§ **GIVEN PROBLEM**:
Exactly as given, write out the lines from the one containing "Expected behaviour: for every instance of the green leaf" through the end of the listing, with both ends included and nothing else.
-- start of ROWS --
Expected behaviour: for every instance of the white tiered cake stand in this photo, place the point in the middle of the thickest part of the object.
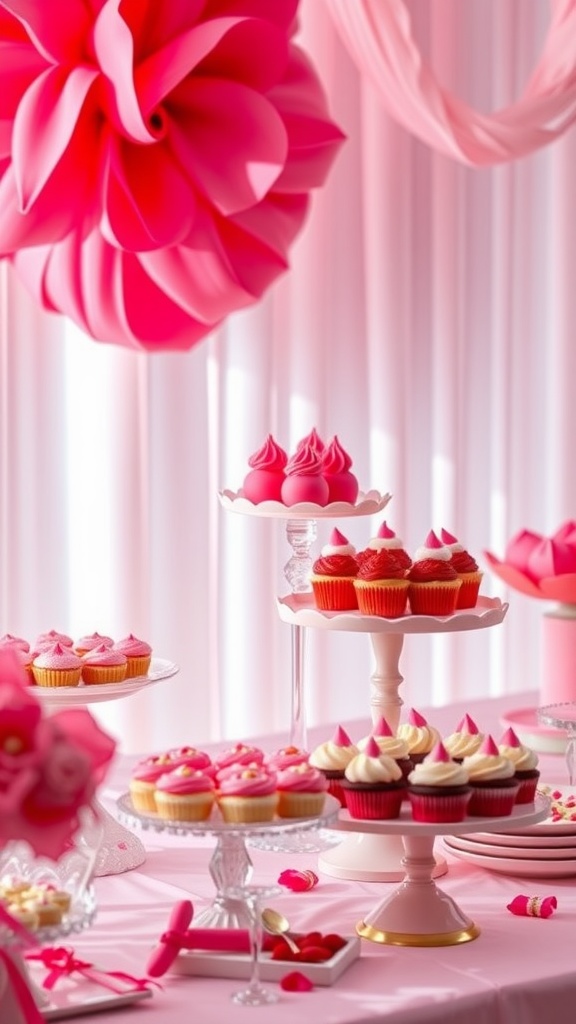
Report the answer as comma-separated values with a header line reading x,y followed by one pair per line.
x,y
371,855
120,850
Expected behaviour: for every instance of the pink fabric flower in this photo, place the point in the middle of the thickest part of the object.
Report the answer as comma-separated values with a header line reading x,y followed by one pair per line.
x,y
157,160
540,566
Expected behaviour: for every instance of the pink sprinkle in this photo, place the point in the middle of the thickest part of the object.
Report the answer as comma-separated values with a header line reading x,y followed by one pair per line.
x,y
448,538
337,539
466,724
509,738
415,718
341,737
381,728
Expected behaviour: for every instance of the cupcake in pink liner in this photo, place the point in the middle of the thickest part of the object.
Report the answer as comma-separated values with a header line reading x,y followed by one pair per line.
x,y
331,759
386,540
439,788
465,739
90,642
492,777
434,581
467,569
393,745
144,778
285,757
304,481
104,665
248,796
333,574
419,736
263,482
373,783
56,666
526,764
138,655
51,637
184,795
380,586
336,463
301,792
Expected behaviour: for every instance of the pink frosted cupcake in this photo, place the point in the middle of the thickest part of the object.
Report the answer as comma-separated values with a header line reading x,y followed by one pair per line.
x,y
419,737
467,569
438,788
331,759
335,464
301,792
373,784
492,777
184,795
434,581
56,666
465,740
380,586
333,574
103,665
263,482
526,765
138,655
248,796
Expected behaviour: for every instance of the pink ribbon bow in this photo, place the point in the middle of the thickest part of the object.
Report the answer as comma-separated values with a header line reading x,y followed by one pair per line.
x,y
533,906
60,963
178,936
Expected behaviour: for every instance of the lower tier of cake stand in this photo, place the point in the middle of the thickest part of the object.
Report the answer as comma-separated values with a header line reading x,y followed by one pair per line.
x,y
417,912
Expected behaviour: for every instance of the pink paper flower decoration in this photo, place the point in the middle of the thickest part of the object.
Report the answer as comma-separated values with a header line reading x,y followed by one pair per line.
x,y
540,566
156,159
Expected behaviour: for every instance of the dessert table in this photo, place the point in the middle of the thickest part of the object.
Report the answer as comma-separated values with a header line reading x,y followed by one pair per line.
x,y
519,970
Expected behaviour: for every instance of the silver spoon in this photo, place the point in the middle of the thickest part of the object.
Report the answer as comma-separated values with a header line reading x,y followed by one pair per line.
x,y
276,924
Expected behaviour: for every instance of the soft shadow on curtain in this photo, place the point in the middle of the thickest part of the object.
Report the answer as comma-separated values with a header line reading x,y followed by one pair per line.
x,y
425,320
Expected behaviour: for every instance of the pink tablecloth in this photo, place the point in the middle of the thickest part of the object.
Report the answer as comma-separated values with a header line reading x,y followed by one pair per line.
x,y
520,970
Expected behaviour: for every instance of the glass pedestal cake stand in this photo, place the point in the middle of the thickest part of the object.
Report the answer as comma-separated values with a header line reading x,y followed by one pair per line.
x,y
231,867
120,850
371,855
417,912
301,532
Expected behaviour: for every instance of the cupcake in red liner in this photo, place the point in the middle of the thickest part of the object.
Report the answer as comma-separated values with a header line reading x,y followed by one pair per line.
x,y
301,792
434,582
438,788
393,747
386,540
467,569
381,587
526,765
418,735
263,481
492,777
333,574
335,464
465,739
331,759
373,784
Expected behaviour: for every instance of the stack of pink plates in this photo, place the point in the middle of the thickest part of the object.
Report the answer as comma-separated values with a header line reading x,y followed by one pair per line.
x,y
545,850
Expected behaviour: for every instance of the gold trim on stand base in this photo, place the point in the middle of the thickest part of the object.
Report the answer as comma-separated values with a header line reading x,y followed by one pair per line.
x,y
417,939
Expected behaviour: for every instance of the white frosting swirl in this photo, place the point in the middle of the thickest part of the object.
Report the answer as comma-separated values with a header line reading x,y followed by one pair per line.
x,y
363,768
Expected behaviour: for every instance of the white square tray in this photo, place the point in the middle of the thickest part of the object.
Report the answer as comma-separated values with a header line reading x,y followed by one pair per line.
x,y
239,965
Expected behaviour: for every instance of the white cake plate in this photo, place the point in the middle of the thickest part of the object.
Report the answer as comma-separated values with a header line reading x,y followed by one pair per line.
x,y
417,912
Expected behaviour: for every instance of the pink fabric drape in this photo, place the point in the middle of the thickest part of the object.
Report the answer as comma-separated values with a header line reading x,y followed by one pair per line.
x,y
378,35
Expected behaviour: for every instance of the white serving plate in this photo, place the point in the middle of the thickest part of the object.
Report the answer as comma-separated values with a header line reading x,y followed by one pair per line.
x,y
527,868
87,693
239,965
521,852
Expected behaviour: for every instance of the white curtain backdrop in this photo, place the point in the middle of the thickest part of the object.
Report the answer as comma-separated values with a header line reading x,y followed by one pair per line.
x,y
426,318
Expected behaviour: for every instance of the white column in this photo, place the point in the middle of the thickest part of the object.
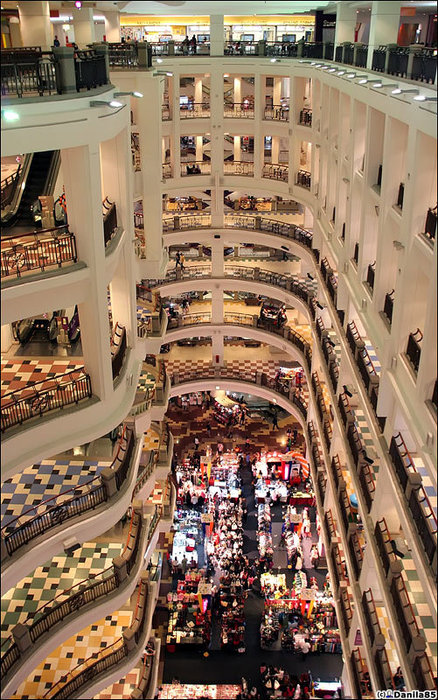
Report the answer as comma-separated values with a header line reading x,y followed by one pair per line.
x,y
112,26
81,169
217,144
6,337
275,152
237,90
237,148
259,112
216,35
83,23
217,347
217,306
217,257
199,148
198,91
277,91
35,24
384,25
149,129
345,23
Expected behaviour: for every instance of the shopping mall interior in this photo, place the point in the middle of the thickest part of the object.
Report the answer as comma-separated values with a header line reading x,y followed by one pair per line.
x,y
218,350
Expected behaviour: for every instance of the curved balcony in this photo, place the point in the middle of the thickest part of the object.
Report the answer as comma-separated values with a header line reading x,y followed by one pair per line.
x,y
256,383
91,676
254,280
73,609
249,325
71,424
40,531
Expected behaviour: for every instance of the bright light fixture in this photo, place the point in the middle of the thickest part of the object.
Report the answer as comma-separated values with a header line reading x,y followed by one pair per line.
x,y
399,91
10,116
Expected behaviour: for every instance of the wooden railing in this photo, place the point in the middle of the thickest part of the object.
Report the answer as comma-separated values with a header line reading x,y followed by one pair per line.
x,y
39,398
49,513
39,250
118,349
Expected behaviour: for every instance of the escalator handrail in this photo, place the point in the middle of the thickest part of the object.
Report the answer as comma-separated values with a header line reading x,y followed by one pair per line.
x,y
19,189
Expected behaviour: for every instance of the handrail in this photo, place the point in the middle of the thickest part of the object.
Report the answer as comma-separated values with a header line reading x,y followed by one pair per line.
x,y
102,584
91,667
37,251
38,398
54,511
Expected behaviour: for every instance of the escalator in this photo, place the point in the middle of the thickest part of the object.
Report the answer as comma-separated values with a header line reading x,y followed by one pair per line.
x,y
38,178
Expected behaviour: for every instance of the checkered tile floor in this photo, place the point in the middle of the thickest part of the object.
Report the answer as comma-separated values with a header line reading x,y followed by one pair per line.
x,y
387,633
367,441
17,374
75,650
421,609
42,481
373,357
53,577
427,483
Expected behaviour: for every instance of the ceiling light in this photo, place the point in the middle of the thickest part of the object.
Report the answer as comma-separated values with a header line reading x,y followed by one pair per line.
x,y
133,94
399,91
10,116
379,84
102,103
423,98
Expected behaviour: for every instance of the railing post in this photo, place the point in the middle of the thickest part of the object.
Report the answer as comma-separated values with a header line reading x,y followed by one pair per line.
x,y
414,483
64,69
109,482
119,564
144,54
103,50
388,48
129,640
21,635
4,551
418,647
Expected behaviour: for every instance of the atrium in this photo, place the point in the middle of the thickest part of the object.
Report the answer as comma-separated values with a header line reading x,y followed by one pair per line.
x,y
218,349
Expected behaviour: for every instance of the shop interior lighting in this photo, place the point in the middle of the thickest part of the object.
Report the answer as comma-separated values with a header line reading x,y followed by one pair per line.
x,y
423,98
101,103
133,94
399,91
9,115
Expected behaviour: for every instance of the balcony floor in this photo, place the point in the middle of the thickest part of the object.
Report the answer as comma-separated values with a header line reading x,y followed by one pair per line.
x,y
42,481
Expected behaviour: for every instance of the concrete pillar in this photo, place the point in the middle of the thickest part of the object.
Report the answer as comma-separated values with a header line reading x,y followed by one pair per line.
x,y
346,19
81,168
237,90
112,26
237,148
384,25
217,346
199,148
35,24
6,337
277,91
275,152
149,122
217,306
198,92
216,35
217,257
83,23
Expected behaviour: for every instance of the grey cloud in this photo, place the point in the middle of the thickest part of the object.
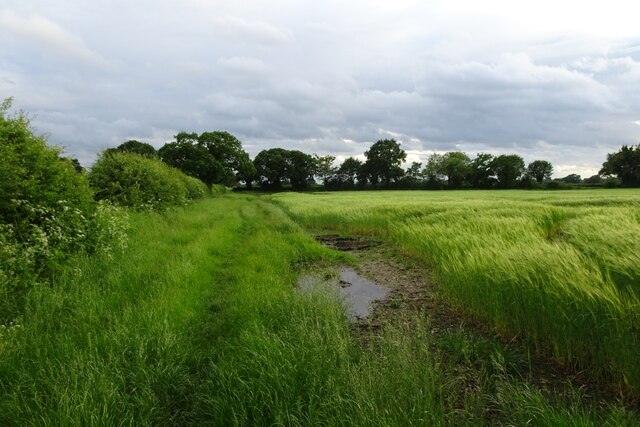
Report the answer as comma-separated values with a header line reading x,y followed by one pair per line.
x,y
326,77
252,31
50,35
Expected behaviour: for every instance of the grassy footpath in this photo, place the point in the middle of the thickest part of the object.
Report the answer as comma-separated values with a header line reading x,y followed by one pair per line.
x,y
557,270
198,323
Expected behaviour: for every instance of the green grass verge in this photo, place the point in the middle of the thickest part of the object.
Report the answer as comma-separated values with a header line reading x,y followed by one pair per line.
x,y
198,323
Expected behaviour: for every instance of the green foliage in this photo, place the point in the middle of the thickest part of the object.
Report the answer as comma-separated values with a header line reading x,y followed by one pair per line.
x,y
347,173
559,271
277,166
625,164
482,174
573,178
456,165
133,146
540,170
383,162
508,169
193,160
227,150
47,213
189,327
140,183
324,167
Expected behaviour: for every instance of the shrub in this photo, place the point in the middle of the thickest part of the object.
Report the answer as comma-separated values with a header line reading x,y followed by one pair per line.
x,y
47,212
217,189
196,189
141,183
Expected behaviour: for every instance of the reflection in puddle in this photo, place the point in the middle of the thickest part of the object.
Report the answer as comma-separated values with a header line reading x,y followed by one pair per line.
x,y
356,292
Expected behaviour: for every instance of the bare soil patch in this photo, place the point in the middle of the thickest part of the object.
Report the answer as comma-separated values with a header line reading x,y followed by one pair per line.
x,y
343,243
412,291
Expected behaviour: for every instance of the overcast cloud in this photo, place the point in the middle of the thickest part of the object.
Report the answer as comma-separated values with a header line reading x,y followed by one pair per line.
x,y
547,80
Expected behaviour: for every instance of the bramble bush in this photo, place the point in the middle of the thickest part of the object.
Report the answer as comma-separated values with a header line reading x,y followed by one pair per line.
x,y
141,183
47,213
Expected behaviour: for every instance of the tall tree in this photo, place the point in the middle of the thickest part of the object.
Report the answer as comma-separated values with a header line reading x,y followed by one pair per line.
x,y
383,161
300,169
540,170
456,166
133,146
324,167
625,164
434,170
573,178
193,160
349,170
508,168
227,150
481,175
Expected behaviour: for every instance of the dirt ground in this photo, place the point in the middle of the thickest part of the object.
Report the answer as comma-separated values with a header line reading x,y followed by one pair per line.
x,y
412,290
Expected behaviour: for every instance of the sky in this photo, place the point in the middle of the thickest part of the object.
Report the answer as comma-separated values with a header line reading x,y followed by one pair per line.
x,y
552,80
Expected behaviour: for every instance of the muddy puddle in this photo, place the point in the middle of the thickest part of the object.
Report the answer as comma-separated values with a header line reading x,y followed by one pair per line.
x,y
354,291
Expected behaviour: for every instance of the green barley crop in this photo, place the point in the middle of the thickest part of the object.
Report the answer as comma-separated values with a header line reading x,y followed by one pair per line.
x,y
559,270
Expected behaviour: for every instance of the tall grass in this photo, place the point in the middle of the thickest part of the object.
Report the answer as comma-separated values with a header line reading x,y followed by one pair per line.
x,y
198,322
559,270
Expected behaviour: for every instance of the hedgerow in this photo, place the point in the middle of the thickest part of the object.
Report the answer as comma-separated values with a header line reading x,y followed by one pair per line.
x,y
141,183
47,212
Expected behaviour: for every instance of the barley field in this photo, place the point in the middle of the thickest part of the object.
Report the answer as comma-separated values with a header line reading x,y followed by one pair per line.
x,y
559,271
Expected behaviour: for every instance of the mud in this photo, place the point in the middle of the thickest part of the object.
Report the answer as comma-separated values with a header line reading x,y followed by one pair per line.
x,y
410,290
342,243
356,293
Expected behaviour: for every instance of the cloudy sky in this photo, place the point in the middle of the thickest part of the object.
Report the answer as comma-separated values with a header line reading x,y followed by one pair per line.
x,y
550,79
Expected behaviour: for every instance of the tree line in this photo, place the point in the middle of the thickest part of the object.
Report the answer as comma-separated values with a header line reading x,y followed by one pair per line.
x,y
219,158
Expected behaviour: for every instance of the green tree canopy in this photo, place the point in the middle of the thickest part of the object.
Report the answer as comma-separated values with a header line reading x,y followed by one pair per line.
x,y
271,167
540,170
383,161
508,169
481,171
324,167
625,164
137,147
227,150
193,160
573,178
456,166
349,170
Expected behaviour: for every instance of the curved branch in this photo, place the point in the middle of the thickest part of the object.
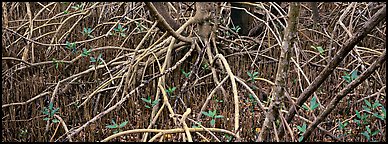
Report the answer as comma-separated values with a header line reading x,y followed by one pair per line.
x,y
165,24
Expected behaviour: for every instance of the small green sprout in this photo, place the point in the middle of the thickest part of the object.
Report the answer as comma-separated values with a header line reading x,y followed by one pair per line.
x,y
301,131
149,101
213,116
120,30
170,91
313,104
57,63
252,76
77,7
50,111
236,29
319,49
86,52
87,32
71,46
349,78
116,126
187,74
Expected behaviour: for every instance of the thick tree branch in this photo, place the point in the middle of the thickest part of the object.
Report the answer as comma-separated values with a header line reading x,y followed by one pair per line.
x,y
341,54
166,26
343,93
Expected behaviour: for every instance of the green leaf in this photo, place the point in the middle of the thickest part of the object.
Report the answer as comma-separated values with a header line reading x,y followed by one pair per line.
x,y
341,126
358,114
367,103
155,102
305,107
92,59
206,114
45,111
300,138
111,126
119,27
347,77
173,89
54,111
146,100
357,122
99,57
376,104
55,121
314,106
320,50
249,74
366,134
255,74
113,121
354,74
368,129
375,132
123,35
213,122
213,113
366,108
123,124
303,128
51,105
313,103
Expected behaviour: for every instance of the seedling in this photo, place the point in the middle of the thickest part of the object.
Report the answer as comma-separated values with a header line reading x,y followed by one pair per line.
x,y
313,104
349,78
149,101
236,28
77,7
218,100
170,91
342,125
252,99
301,131
86,52
87,32
196,126
187,74
252,76
116,126
95,60
120,30
368,133
71,46
213,116
205,66
319,49
228,137
56,63
139,26
23,133
50,111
-- end of ROWS --
§ **ANSWER FOR THE TASK**:
Expected behaviour: for every instance of the green leaf in this photo, place the point in the middle of the thickest part of the object.
Report the answer as comma-separated values with a header line reading x,y followed by one pair per line.
x,y
341,126
358,114
367,103
155,102
305,107
92,59
206,114
45,111
300,138
111,126
119,27
347,77
173,89
54,111
146,100
357,122
99,57
376,104
55,121
314,106
320,50
249,74
366,134
255,74
113,121
354,74
368,129
375,132
123,35
213,122
213,113
366,108
123,124
303,128
51,105
313,103
Expected behaviour: for every instance of the seedling in this photo, place the point in the middle of the thickest part of the object.
Report the answer as comma-separated values with a header line reading x,y followed by one pair per line.
x,y
313,104
349,78
149,101
236,28
77,7
218,100
170,91
342,125
252,99
301,131
86,52
87,32
196,126
187,74
252,76
116,126
95,60
120,30
368,133
71,46
213,116
205,66
319,49
228,137
56,63
139,26
23,133
50,111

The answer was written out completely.